● **Entries from a dataset**
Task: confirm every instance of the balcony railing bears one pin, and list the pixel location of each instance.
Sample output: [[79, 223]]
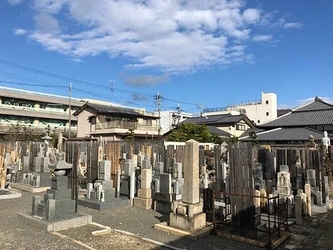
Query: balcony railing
[[124, 125]]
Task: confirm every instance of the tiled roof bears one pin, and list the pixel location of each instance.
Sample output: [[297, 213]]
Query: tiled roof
[[256, 130], [314, 113], [217, 119], [215, 131], [281, 112], [317, 104], [287, 134], [111, 110]]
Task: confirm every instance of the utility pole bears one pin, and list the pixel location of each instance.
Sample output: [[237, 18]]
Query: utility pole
[[176, 116], [69, 110], [178, 113], [200, 106], [158, 98]]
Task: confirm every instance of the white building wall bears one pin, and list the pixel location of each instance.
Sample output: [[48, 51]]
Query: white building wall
[[264, 111], [167, 119], [259, 112]]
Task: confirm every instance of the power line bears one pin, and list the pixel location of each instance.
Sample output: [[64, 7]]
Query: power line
[[73, 80], [31, 84]]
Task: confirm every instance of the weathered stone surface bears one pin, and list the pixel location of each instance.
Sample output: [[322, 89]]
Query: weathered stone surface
[[191, 172]]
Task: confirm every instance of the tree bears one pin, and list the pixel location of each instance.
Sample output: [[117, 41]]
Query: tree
[[130, 135], [253, 136], [20, 132], [189, 131]]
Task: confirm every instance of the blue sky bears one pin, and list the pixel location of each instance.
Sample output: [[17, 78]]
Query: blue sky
[[193, 53]]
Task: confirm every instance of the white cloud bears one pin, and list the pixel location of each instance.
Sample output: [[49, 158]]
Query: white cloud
[[46, 23], [171, 35], [15, 2], [292, 25], [18, 32], [251, 15], [289, 25], [262, 38], [145, 80]]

● **Task to complete**
Could you reproduce every line of the material from its start down to and including the line containing "[[176, 116], [69, 110], [178, 113], [200, 106], [158, 98]]", adding 76 to each pixel coordinate in the answers and leaving out the pictures?

● **Solution to the exercise**
Task: confirm every instance of the balcony railing bears one pin, and list the pixel location of each instance.
Sample output: [[79, 223]]
Query: balcony railing
[[200, 201]]
Task: confirm every instance of the tiled roof bears one pin, and list the pixel location of each instance.
Sample output: [[297, 213]]
Query: tiled roof
[[332, 206], [390, 189], [293, 195], [291, 207], [357, 188], [393, 180], [363, 210], [187, 186]]
Task: confirm every instance of the utility pole bears one pin, and list the pixel location of each instance.
Sample output: [[237, 18]]
Query: utility pole
[[252, 192], [145, 186], [254, 189], [276, 182], [234, 174]]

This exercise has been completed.